◆ PROBLEM DETAILS ◆
Pick up the R example that writes a model template and tokens file where it stops, and carry it on from its last line.

TemplateFilePath <- file.path(tempdir(), "template.txt")
TokensFilePath <- file.path(tempdir(), "tokens.json")
# the function will return the text written to TemplateFilePath
# Note that `AMT` is used as a model term in DataMpping.
# AMT is resolved to the main dosepoint name in the model
# (A1 for Absorption == "Intravenous" or "Gamma", Aa for
# Absorption == "Extravascular")
generatedOutput <-
write_ModelTemplateTokens(
TemplateFilePath = TemplateFilePath,
TokensFilePath = TokensFilePath,
Description = "searchCov",
Author = "Certara",
DataFilePath = "timeVaryingCovariates.csv",
DataMapping = c(
id = "id",
time = "time",
AMT = "dose",
CObs = "dv",
scr = "scr"
),
PMLParametersSets = modelPMLCodes,
EstArgs = specify_EngineParams() # default estimation arguments
)
#> information stored in C:\Users\jcraig\AppData\Local\Temp\Rtmp8UKsqK/template.txt and C:\Users\jcraig\AppData\Local\Temp\Rtmp8UKsqK/tokens.json
# check tokens file
cat("tokens.json:", readLines(TokensFilePath), sep = "\n")
#> tokens.json:
#> {
#> "Cl_scr": [
#> [
#> "",
#> ""
#> ],
#> [
#> " + scr*dCldscr",
#> "fixef(dCldscr= c(, 0, ))"
#> ]
#> ],
#> "V_scr": [
#> [
#> "",
#> ""
#> ],
#> [
#> " + scr*dVdscr",
#> "fixef(dVdscr= c(, 0, ))"
#> ]
#> ]
#> }
# check template file
cat("template.txt:", readLines(TemplateFilePath), sep = "\n")
#> template.txt:
#> ##Description: searchCov
#> ##Author: Certara
#> ##DATA {data_dir}/timeVaryingCovariates.csv
#> ##MAP scr=scr A1 = dose CObs = dv id = id time = time
#> ##MODEL test() {
#> deriv(A1 = -Cl * C)

◆ RECORDS SHOWN ◆
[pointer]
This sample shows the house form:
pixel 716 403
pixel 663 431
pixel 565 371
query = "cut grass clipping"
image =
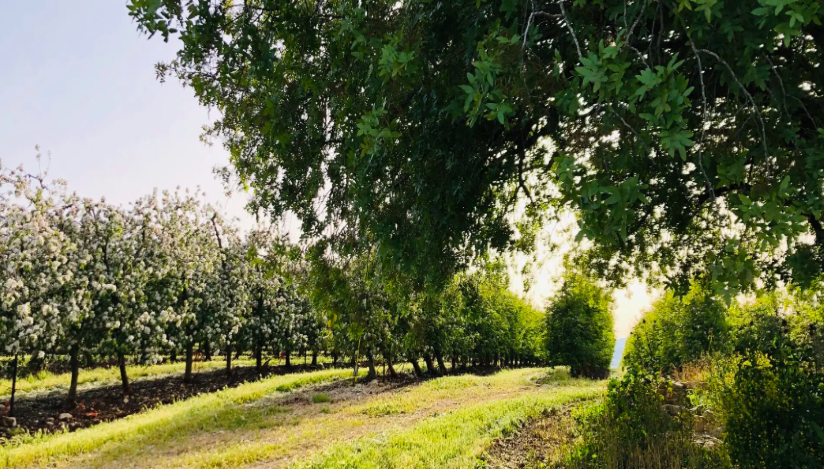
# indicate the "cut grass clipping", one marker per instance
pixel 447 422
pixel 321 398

---

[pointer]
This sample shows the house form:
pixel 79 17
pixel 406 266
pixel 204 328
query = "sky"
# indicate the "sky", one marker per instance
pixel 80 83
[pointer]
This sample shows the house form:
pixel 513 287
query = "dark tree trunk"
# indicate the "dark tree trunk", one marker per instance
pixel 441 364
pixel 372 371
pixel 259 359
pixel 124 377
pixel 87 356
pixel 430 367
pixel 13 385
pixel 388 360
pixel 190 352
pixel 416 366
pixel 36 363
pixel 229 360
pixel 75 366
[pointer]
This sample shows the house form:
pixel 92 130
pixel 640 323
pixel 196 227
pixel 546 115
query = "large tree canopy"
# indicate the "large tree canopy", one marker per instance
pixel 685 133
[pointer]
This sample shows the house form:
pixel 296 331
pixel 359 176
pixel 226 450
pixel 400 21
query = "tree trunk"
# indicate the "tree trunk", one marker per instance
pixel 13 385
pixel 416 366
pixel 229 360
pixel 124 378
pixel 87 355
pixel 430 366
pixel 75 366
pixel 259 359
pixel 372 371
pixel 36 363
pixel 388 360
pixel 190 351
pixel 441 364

◆ ANSWER AREA ◆
#> C = A1 / V
#> dosepoint(A1, idosevar = A1Dose, infdosevar = A1InfDose, infratevar = A1InfRate)
#> error(CEps = 0.02)
#> observe(CObs = C + CEps, bql=0.1)
#> interpolate(scr)
#> stparm(Cl = exp( tvCl {Cl_scr[1]} + nCl ))
#> fixef(tvCl= c(, 1, ))
#> {Cl_scr[2]}
#> ranef(diag(nCl) = c(1))
#> stparm(V = exp( tvV {V_scr[1]} + nV ))
#> fixef(tvV= c(, 1, ))
#> {V_scr[2]}
#> ranef(diag(nV) = c(1))
#>
#> }
#> ##ESTARGS
#> sort=FALSE
#> ##TABLES
The options.json
file is a crucial configuration file
that defines various parameters for your pyDarwin project. These
parameters include the choice of optimization algorithm, optimization
settings, directories for model execution, and many more. RDarwin
provides functions to create and write these options to a JSON file.
create_pyDarwinOptions: This function allows you to generate a list of parameters that configure your pyDarwin run. It offers a wide range of options, including specifying the optimization algorithm, adjusting parallel processes, setting directories, and many more.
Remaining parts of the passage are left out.